### Problems to solve
1. Return the passage of the Spalding v. Spalding opinion from "Summary of this" to "counsel), for plaintiff.", copied word for word.
2. For each statement, decide whether the Spalding v. Spalding opinion supports it, and back each yes or no with the opinion's exact words: (a) The appellant and her husband were divorced in 1952. (b) The trial chancellor granted the full increase to $50 per week. (c) The last amendment before the December 1957 petition required payment of $35 per week.
3. Extend the Spalding v. Spalding opinion, starting after its last sentence.
BEGIN Reading passage
Summary
In Spalding v. Spalding, 355 Mich. 382, 384, 94 N.W.2d 810, 811-12 (1959), the Supreme Court of Michigan noted: "[A]n abuse of discretion involves far more than a difference in judicial opinion between the trial and appellate courts.
Summary of this case from State v. JuhlOpinion
Docket No. 41, Calendar No. 47,668.
Decided February 19, 1959.
Appeal from Midland; Holbrook (Donald E.), J. Submitted January 9, 1959. (Docket No. 41, Calendar No. 47,668.) Decided February 19, 1959.
Bill by Lucie D. Spalding against Donald A. Spalding resulted in decree of divorce. On petition by plaintiff for increase in support money for child, partial relief granted. Plaintiff appeals. Affirmed
Joseph A. Gillis ( Paul B. Mayrand, of counsel), for plaintiff.
James R. Rood, for defendant.
The appellant before us urges that the trial chancellor abused his discretion in granting only one-half of a petitioned increase in funds for child support.
Appellant and her husband were divorced in the year 1952. The decree provided that the husband pay for the support and maintenance of their minor child the sum of $15 per week, plus necessary medical expenses, and to provide all necessary clothing. By amendments dated April 15, 1952, April 13, 1953, and June 25, 1954, the support and maintenance provisions were modified, the last amendment requiring the payment of $35 per week, plus extraordinary medical, hospital, or dental expenses, requiring hospitalization.
On December 5, 1957, appellant petitioned for further increases, "to the sum of $50 per week" plus extraordinary medical expenses. After the taking of testimony the trial chancellor increased the weekly allowance to $42.50. Petitioner before us asserts that failure to grant the full increase was an abuse of discretion.
We need not review in detail the testimony offered. It shows, generally, rising prices for the child's support, a working mother, and a father enjoying a substantial salary. We cannot say, upon this record, that the trial chancellor abused his discretion in acting as he did. As a matter of fact the history of amendments, supra, shows the courts to have been far from insensitive to the needs of the child.
END Reading passage
BEGIN Listed records
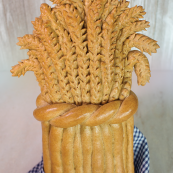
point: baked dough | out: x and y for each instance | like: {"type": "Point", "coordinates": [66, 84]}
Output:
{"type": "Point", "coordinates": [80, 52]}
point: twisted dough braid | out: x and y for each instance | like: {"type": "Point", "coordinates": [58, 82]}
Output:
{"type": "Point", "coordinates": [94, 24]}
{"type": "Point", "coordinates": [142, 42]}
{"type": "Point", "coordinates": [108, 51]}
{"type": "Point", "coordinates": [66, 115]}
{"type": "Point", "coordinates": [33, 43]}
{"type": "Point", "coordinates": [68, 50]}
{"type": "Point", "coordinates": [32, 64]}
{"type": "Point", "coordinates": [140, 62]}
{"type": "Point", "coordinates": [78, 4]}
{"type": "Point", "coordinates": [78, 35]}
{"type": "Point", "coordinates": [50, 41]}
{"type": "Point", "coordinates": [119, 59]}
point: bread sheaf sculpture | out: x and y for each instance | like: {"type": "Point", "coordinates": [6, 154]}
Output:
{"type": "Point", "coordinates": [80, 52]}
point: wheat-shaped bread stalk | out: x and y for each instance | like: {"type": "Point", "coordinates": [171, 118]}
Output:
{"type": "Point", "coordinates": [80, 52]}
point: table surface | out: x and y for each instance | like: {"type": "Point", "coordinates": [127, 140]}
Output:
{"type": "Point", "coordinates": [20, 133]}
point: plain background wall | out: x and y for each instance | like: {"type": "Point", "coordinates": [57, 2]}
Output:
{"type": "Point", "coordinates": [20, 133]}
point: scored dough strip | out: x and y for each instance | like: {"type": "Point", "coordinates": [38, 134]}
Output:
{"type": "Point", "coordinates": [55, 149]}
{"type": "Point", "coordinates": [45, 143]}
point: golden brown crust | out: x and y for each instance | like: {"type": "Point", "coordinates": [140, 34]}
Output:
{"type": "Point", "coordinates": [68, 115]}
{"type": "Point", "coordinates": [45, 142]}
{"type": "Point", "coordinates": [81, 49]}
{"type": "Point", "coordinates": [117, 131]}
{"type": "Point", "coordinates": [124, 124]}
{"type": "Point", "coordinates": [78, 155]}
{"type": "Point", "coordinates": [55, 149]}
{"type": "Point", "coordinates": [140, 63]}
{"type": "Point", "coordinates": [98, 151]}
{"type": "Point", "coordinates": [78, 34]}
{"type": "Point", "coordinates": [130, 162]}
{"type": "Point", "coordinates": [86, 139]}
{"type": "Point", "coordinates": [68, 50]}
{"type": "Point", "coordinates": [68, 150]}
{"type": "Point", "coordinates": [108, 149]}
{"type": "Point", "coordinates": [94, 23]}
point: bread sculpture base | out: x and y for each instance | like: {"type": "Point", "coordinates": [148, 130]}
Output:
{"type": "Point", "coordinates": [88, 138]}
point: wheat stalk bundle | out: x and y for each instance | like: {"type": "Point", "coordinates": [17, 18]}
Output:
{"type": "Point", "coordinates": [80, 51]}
END Listed records
### Answers for this exercise
1.
Summary of this case from State v. JuhlOpinion
Docket No. 41, Calendar No. 47,668.
Decided February 19, 1959.
Appeal from Midland; Holbrook (Donald E.), J. Submitted January 9, 1959. (Docket No. 41, Calendar No. 47,668.) Decided February 19, 1959.
Bill by Lucie D. Spalding against Donald A. Spalding resulted in decree of divorce. On petition by plaintiff for increase in support money for child, partial relief granted. Plaintiff appeals. Affirmed
Joseph A. Gillis ( Paul B. Mayrand, of counsel), for plaintiff.

2.
(a) Yes: "Appellant and her husband were divorced in the year 1952."
(b) No: "After the taking of testimony the trial chancellor increased the weekly allowance to $42.50."
(c) Yes: "the last amendment requiring the payment of $35 per week"

3.
We have held repeatedly, and we again hold, that we will not interfere with the discretion of the trial chancellor in these cases unless a clear abuse thereof is manifest in the result reached below. The kind of determination before us requires a weighing of human and economic factors of the utmost complexity, a weighing that can best be accomplished at the local level, not in these chambers. In view of the frequency with which cases are reaching this Court assailing the exercise of a trial court's discretion as an abuse thereof, we deem it pertinent to make certain observations with respect thereto in the interests of saving expense to the litigants and avoiding delay in reaching final adjudication on the merits. Where, as here, the exercise of discretion turns upon a factual determination made by the trier of the facts, an abuse of discretion involves far more than a difference in judicial opinion between the trial and appellate courts. The term discretion itself involves the idea of choice, of an exercise of the will, of a determination made between competing considerations. In order to have an "abuse" in reaching such determination, the result must be so palpably and grossly violative of fact and logic that it evidences not the exercise of will but perversity of will, not the exercise of judgment but defiance thereof, not the exercise of reason but rather of passion or bias. So tested, we perceive no error in the proceedings below nor in the determination made.
Affirmed. Costs to appellee.
DETHMERS, C.J., and CARR, KELLY, BLACK, EDWARDS, VOELKER, and KAVANAGH, JJ., concurred.